[Kutipan Pilihan]
Minyak, Batu Bara & CPO, Siapa Jawara Selama Oktober?

Jakarta, CNBC Indonesia - Harga-harga komoditas berguguran di bulan Oktober kecuali untuk minyak nabati terutama minyak sawit mentah (crude palm oil/CPO) yang justru melesat dobel digit dalam sebulan terakhir.
Harga kontrak berjangka CPO pengiriman 3 bulan di Bursa Malaysia Derivatif Exchange naik dari RM 2.700/ton ke atas RM 3.000/ton. Dalam sebulan harga CPO naik 10,94%.
Per 30 Oktober 2020 kontrak CPO pengiriman Januari 2021 ditutup di RM 3.011/ton.
Data surveyor kargo terbaru menunjukkan ekspor minyak nabati Malaysia naik 4% - 6% di bulan Oktober. India menjadi pembeli terbanyak serta mencatatkan peningkatan paling fantastis bulan kemarin.
India sebagai negara importir terbesar minyak sawit dunia biasanya melakukan pembelian dalam volume besar menjelang perayaan Diwali yang untuk tahun ini bakal jatuh pada 14 November nanti.
Namun di masa pandemi Covid-19 seperti ini perayaan Diwali yang biasanya dilakukan dengan berpesta dan mengundang banyak orang akan berbeda. Banyak pihak yang sudah merencanakan Diwali dilakukan secara virtual.
Di saat permintaan ekspor sedang meningkat, fenomena perubahan iklim La Nina justru datang. La Nina adalah fenomena iklim yang menyebabkan curah hujan menjadi lebih lebat di kawasan tropis pasifik.
Saat La Nina, curah hujan bisa lebih tinggi 40% dari kondisi normal. Konsekuensi La Nina adalah bencana banjir dan tanah longsor yang mempengaruhi aktivitas pertanian tak terkecuali kelapa sawit.
Prospek produksi yang lebih rendah disertai permintaan yang meningkat membuat harga CPO terkerek naik. Hanya saja kenaikan harga ini juga harus dilihat dari fundamentalnya mengingat harga CPO yang dijadikan acuan di sini adalah harga kontrak futures yang mencerminkan ekspektasi di masa mendatang.

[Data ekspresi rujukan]

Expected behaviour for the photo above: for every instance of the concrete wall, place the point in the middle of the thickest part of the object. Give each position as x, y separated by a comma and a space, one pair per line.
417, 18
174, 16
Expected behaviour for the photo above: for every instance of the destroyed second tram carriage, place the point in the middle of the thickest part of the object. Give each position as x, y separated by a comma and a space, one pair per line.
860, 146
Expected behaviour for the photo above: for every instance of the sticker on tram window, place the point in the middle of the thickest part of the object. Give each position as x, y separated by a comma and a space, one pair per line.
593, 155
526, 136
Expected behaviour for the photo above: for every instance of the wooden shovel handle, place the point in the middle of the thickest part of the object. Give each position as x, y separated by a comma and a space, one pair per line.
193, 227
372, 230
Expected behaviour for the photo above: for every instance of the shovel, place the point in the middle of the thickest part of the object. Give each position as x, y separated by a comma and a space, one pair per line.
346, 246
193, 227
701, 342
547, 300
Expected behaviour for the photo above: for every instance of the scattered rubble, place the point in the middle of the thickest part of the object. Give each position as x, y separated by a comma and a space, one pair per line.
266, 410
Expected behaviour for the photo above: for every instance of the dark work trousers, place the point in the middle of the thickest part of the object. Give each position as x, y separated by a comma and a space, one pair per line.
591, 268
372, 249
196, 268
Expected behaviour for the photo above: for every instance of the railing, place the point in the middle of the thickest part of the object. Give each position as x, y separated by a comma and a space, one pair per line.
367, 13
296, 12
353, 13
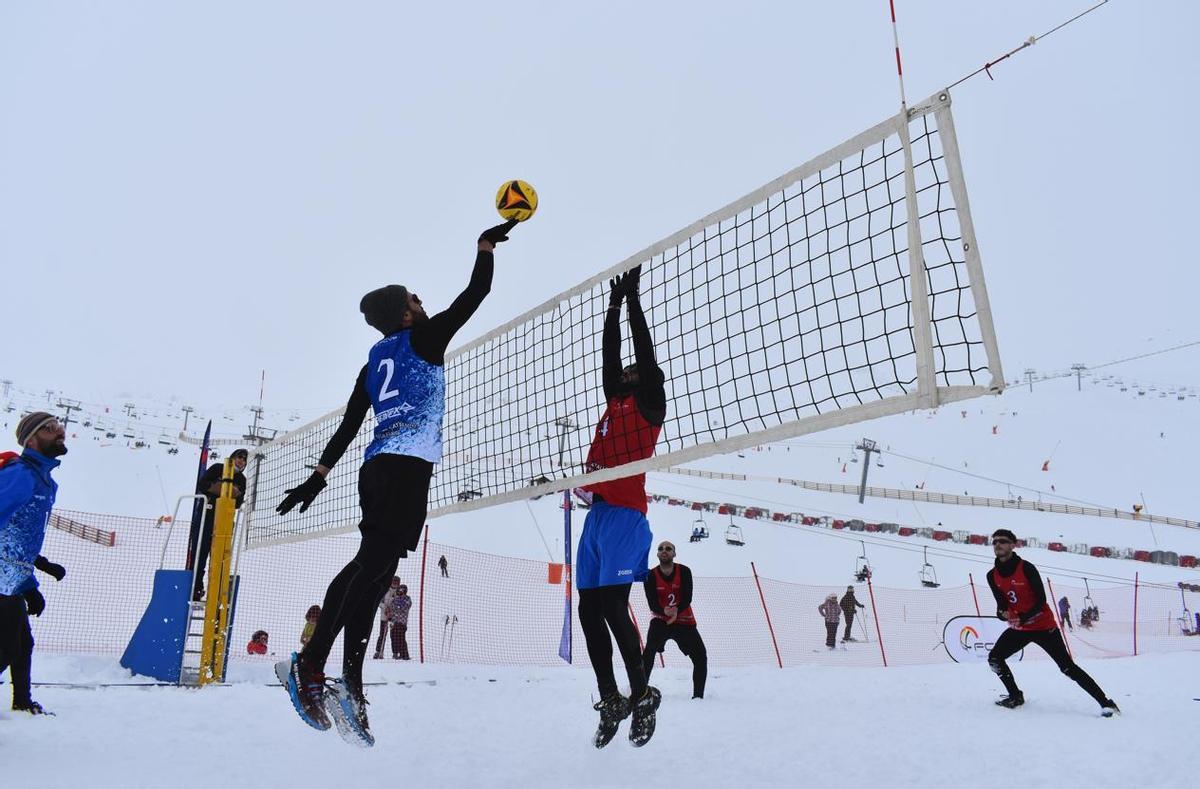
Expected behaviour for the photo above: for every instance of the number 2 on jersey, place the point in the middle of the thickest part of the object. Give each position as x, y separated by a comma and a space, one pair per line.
384, 392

[Butir Tugas] Salin kata demi kata bagian artikel tentang harga CPO dari "Namun di masa" sampai "di masa mendatang.".

[Hasil Jawaban]
Namun di masa pandemi Covid-19 seperti ini perayaan Diwali yang biasanya dilakukan dengan berpesta dan mengundang banyak orang akan berbeda. Banyak pihak yang sudah merencanakan Diwali dilakukan secara virtual.
Di saat permintaan ekspor sedang meningkat, fenomena perubahan iklim La Nina justru datang. La Nina adalah fenomena iklim yang menyebabkan curah hujan menjadi lebih lebat di kawasan tropis pasifik.
Saat La Nina, curah hujan bisa lebih tinggi 40% dari kondisi normal. Konsekuensi La Nina adalah bencana banjir dan tanah longsor yang mempengaruhi aktivitas pertanian tak terkecuali kelapa sawit.
Prospek produksi yang lebih rendah disertai permintaan yang meningkat membuat harga CPO terkerek naik. Hanya saja kenaikan harga ini juga harus dilihat dari fundamentalnya mengingat harga CPO yang dijadikan acuan di sini adalah harga kontrak futures yang mencerminkan ekspektasi di masa mendatang.